**Text block**
----------
Consensus Clustering in the IBD m6A Signature, Principal Component Analysis, Immune Scoring, and Clinical Correlation

Consensus clustering was performed to better distinguish the detailed m6A signature in IBDMDB subgroups using the consensus ClusterPlus R package (Swift et al., 2004). Heatmap and PCA were used to confirm m6A distinction between different m6A clusters in IBD. Furthermore, immune scoring results of 22 immune cells of different m6A clusters were analyzed using Xcell (https://xcell.ucsf.edu), an online tool that can be used for cell type enrichment analysis based on gene expression data from various immune cell types (Aran et al., 2017). C-reactive protein and erythrocyte sedimentation rate’s data of different samples were obtained from IBDMDB and analyzed using a non-paired t-test.

The m6A Signature in IBDMDB

The IBDMDB validation cohort was used to analyze the correlation between IBD core cytokines and m6A regulatory genes using the stats R package (Team, 2013). Data on m6A methylation sites on IBD core cytokines were obtained from m6A-Atlas (www.xjtlu.edu.cn/biologicalsciences/atlas) (Tang et al., 2021). A detailed m6A expression profile was displayed for IBD and healthy controls in IBDMDB.
----------
**Extracted data**

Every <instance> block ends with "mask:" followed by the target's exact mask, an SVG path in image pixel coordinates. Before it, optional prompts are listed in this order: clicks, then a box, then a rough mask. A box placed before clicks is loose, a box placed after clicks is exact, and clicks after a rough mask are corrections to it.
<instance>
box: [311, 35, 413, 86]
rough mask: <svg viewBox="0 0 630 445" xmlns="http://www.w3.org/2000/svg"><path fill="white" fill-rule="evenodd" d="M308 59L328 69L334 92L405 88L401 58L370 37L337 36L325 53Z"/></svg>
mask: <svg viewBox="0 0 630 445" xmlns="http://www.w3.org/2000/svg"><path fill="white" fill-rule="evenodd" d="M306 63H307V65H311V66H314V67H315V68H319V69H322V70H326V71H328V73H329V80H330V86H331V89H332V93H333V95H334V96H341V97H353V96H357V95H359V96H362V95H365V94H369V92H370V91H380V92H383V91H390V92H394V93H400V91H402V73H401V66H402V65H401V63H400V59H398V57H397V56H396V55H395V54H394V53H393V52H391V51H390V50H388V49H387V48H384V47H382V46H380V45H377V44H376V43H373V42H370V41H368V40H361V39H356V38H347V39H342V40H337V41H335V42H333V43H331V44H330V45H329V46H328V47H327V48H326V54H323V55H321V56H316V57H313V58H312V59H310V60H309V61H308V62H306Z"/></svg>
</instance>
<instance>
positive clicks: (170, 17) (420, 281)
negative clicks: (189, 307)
----------
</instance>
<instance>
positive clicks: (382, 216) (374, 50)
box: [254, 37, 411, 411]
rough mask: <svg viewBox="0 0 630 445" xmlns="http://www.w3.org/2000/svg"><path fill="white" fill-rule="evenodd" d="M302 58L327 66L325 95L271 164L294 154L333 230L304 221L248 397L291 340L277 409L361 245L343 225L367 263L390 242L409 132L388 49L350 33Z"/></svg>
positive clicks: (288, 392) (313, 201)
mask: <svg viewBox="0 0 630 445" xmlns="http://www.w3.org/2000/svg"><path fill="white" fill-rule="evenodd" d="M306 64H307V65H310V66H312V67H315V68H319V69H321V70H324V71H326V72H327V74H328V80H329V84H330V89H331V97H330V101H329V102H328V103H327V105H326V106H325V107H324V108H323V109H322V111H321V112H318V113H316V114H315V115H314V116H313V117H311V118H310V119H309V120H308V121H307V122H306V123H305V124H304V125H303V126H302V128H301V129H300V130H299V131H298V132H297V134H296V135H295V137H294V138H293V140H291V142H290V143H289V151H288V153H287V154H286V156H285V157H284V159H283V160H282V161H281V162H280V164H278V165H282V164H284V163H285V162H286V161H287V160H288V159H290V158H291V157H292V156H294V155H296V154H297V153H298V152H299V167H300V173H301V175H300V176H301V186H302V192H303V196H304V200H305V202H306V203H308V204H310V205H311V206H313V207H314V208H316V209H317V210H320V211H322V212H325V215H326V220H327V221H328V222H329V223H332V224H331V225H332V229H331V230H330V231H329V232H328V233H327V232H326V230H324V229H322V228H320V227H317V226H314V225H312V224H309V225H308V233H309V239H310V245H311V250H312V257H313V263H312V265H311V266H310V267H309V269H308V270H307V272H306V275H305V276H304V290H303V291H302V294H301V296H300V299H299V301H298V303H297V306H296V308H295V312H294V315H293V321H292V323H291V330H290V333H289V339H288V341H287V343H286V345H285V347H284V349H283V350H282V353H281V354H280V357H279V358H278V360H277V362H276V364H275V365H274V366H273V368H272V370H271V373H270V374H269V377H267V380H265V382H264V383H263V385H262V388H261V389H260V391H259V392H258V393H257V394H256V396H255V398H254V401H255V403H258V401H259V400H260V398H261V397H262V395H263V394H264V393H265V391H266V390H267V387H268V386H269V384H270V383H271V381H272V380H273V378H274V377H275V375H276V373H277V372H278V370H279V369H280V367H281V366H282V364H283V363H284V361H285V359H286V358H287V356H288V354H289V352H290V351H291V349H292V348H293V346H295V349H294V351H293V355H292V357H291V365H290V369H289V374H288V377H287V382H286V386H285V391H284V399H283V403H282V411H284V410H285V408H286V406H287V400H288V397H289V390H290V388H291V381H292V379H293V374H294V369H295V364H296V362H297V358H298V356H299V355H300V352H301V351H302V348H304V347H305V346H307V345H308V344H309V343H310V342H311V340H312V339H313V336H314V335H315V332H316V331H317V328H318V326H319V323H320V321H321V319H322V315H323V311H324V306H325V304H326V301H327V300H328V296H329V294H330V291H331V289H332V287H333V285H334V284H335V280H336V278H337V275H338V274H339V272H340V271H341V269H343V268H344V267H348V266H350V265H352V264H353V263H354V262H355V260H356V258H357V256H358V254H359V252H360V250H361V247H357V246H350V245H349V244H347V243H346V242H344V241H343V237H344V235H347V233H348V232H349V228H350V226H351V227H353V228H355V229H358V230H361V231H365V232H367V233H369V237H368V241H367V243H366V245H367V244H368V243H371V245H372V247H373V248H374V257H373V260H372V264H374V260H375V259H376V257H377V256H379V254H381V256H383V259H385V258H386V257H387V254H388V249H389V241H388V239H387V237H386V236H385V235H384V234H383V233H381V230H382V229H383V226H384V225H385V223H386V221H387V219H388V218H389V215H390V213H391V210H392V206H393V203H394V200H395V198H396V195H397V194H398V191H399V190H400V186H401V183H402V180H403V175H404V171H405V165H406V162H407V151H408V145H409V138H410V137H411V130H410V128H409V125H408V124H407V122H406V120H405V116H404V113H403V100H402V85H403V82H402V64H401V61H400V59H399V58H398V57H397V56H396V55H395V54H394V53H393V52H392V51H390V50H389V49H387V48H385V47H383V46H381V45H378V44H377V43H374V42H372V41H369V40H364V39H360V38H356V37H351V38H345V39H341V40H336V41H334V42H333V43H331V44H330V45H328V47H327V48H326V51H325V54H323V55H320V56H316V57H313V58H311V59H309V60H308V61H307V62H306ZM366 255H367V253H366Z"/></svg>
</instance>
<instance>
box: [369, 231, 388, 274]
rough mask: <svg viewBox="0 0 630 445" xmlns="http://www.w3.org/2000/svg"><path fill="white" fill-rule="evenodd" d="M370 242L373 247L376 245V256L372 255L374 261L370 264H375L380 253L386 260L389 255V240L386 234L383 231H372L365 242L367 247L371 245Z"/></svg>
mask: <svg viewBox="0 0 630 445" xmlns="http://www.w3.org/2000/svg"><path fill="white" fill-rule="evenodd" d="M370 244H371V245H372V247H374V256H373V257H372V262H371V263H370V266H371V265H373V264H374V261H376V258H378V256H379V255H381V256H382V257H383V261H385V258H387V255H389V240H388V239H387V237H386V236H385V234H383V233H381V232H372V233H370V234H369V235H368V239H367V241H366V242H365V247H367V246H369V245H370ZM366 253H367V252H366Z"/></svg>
----------
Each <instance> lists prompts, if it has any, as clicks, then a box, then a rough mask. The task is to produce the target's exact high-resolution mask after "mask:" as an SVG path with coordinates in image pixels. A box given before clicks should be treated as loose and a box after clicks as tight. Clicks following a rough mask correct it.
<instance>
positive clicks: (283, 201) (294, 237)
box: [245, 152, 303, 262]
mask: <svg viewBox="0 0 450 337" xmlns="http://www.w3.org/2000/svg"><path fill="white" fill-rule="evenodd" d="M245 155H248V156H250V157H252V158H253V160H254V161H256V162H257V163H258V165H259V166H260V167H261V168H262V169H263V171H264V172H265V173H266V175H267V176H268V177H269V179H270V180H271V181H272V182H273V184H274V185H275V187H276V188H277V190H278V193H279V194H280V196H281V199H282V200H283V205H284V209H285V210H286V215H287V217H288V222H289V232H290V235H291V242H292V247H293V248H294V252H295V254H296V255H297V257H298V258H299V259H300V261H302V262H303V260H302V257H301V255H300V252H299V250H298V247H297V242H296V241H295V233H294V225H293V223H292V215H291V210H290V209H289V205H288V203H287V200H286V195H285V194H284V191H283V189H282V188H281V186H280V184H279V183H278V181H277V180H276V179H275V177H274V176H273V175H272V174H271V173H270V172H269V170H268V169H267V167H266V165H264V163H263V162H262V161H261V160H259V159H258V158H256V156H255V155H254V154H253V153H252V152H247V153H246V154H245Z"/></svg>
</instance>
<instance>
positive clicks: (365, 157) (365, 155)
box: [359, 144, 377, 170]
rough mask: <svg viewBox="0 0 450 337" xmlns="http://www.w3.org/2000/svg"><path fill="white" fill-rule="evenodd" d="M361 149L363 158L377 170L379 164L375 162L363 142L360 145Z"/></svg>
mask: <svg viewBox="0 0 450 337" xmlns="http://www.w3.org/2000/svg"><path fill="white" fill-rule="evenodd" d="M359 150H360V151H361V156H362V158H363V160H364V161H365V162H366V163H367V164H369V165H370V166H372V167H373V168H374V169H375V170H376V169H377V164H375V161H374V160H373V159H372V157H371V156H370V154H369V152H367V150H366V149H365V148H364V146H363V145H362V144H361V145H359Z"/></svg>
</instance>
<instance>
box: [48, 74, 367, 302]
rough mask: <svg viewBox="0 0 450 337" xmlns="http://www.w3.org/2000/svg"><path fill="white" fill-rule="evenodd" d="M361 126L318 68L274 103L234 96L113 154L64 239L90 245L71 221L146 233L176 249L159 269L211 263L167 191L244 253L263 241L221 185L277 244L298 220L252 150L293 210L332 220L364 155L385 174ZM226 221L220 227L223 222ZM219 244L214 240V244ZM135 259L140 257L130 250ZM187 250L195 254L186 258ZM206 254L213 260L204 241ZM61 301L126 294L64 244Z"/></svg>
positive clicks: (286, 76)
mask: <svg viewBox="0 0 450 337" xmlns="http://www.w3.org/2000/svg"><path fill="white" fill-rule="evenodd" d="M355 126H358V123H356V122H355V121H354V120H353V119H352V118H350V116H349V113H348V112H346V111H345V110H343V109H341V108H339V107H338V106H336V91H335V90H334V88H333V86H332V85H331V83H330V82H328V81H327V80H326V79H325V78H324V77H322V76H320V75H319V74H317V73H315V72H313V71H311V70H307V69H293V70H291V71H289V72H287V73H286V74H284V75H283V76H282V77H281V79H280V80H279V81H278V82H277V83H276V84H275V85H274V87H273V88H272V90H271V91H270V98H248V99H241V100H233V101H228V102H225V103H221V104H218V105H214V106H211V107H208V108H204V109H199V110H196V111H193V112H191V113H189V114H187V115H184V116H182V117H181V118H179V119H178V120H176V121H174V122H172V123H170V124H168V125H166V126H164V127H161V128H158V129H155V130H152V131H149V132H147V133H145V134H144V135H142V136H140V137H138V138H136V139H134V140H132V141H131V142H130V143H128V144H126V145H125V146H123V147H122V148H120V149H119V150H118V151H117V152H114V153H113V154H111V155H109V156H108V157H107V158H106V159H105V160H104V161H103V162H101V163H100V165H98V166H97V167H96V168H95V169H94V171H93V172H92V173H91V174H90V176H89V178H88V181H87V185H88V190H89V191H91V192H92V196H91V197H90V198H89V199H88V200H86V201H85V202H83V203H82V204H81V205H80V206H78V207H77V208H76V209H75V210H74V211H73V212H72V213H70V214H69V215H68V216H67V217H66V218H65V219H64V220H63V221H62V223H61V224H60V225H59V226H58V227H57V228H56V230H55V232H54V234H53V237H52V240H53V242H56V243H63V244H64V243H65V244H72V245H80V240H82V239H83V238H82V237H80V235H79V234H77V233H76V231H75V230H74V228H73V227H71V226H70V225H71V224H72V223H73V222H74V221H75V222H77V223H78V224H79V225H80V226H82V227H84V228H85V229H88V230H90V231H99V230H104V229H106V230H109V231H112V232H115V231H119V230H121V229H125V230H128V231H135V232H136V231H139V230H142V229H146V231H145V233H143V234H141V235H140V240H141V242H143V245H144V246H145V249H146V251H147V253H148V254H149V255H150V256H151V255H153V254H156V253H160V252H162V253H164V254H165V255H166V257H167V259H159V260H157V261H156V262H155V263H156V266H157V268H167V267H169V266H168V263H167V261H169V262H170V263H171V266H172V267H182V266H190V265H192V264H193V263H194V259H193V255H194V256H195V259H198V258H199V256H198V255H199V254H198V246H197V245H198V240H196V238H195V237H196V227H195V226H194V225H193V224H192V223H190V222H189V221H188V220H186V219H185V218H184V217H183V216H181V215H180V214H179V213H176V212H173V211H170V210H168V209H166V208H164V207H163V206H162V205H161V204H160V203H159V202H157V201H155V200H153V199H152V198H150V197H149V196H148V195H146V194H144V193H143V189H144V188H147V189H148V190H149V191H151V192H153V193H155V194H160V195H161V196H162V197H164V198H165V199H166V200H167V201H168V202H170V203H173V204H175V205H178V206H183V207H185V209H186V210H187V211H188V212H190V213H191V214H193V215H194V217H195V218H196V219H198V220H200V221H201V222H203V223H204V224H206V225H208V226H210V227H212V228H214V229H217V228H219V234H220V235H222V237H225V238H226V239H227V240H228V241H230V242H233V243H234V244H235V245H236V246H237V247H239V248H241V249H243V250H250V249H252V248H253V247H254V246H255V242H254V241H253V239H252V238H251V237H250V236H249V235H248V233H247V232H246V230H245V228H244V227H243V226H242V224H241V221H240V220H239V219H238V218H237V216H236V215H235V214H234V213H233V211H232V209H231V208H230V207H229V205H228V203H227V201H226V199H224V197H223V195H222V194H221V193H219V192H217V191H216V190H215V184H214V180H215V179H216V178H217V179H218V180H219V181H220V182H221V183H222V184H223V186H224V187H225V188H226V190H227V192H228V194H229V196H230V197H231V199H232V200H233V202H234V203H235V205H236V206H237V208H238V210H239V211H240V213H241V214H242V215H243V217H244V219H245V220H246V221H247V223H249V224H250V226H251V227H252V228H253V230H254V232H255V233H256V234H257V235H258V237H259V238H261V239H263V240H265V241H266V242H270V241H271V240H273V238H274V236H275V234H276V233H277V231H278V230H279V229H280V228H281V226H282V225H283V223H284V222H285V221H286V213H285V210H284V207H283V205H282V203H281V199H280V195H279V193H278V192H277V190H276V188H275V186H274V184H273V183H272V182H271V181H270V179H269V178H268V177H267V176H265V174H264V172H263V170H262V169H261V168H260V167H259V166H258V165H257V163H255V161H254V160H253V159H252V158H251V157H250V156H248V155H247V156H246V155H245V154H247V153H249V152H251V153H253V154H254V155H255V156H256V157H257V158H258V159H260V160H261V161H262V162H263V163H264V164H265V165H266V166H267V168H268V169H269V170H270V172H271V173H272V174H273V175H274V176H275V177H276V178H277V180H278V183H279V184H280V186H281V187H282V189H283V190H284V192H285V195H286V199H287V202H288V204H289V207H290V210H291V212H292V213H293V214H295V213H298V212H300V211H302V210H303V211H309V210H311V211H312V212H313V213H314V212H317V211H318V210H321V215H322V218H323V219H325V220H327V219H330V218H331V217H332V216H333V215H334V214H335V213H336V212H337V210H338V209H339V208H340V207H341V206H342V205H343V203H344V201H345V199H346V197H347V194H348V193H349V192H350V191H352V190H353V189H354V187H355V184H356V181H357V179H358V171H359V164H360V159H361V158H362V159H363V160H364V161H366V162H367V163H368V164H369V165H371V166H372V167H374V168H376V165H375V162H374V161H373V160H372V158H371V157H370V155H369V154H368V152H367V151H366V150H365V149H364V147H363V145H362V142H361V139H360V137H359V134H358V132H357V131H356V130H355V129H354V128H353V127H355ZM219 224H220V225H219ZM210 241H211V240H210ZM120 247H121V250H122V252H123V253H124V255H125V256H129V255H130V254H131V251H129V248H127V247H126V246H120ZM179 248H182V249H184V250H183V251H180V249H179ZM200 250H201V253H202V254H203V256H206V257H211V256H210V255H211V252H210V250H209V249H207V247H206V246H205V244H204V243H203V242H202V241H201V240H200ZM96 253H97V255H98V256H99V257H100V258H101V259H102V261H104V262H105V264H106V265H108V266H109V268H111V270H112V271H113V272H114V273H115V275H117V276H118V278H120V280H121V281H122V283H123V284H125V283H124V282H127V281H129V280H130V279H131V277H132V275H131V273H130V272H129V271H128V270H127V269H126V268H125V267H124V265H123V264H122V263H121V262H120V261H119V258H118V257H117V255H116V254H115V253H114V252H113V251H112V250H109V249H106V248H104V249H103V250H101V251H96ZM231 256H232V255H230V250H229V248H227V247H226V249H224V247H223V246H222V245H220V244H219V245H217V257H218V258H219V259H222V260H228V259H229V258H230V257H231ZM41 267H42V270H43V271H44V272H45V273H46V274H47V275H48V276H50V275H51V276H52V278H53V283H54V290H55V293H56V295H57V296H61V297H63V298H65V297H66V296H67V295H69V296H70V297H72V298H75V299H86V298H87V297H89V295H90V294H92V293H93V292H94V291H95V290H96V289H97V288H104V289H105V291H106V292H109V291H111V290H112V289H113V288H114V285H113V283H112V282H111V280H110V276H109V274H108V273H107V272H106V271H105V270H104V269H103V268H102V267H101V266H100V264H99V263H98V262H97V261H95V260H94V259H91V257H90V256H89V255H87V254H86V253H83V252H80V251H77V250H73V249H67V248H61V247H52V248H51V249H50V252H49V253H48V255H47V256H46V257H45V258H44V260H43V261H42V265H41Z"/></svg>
----------
In the text on the IBD m6A signature, which test was used to analyze the C-reactive protein and erythrocyte sedimentation rate data? The rows are unrelated material, kept apart from the text.

A non-paired t-test.